## Task objective
Locate each line in the records below that contains the word "white" and copy those lines out in full.

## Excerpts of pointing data
******************************

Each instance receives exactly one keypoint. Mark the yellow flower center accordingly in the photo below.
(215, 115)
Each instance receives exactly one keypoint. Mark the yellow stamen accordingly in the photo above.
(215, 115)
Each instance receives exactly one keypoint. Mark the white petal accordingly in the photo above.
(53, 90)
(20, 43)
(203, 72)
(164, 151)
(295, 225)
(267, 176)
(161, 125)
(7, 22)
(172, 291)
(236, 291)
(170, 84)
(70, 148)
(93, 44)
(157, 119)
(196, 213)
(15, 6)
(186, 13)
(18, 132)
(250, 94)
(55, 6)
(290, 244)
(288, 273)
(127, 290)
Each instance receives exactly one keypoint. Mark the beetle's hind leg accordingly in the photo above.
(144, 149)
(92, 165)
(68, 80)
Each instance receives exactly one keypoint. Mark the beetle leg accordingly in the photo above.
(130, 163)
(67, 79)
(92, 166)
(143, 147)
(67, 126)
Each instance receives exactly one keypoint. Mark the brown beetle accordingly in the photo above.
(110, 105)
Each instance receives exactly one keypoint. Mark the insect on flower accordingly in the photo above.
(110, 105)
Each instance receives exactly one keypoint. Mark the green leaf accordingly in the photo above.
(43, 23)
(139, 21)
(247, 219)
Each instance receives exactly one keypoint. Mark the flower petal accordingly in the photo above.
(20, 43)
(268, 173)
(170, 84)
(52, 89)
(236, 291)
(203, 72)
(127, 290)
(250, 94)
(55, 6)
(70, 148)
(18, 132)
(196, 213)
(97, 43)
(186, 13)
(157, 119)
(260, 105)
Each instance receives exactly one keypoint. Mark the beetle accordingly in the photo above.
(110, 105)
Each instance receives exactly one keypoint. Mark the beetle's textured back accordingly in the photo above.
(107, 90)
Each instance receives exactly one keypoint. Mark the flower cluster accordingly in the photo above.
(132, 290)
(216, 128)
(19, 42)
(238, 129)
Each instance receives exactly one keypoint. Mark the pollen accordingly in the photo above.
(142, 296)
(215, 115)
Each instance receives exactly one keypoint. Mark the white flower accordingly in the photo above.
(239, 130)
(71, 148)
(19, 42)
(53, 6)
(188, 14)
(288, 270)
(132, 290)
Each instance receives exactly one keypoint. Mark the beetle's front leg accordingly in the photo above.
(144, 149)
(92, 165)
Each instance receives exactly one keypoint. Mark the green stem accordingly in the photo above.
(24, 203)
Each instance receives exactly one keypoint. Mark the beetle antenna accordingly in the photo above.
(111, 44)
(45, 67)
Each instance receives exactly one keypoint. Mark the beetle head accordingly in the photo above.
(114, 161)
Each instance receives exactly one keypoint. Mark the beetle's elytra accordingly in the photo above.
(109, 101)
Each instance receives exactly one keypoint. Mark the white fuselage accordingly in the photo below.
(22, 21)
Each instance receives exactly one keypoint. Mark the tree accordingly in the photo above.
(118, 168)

******************************

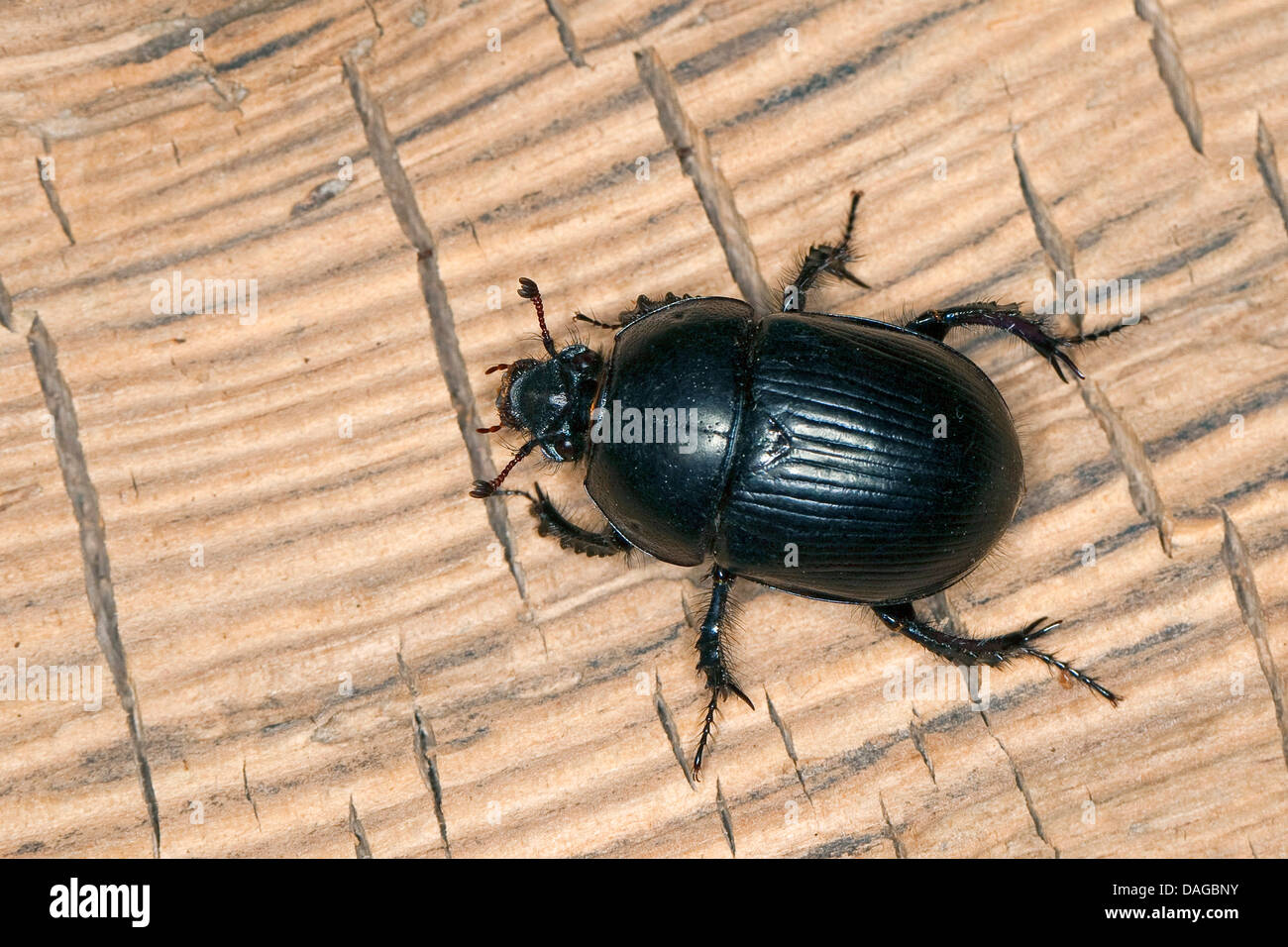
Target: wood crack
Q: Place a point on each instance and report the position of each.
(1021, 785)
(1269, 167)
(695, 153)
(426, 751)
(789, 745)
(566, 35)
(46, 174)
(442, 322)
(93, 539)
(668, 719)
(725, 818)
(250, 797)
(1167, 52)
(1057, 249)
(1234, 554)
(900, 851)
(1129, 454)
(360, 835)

******************************

## Exercise response
Each instance receives exactly one keypoint. Mark the white petal accordingly in the photo above.
Each instance receives exactly one keypoint. Mark the white flower accordingly in the photo above.
Each instance receives exactly one keypoint. Mark the white fuselage accordingly in the photo below.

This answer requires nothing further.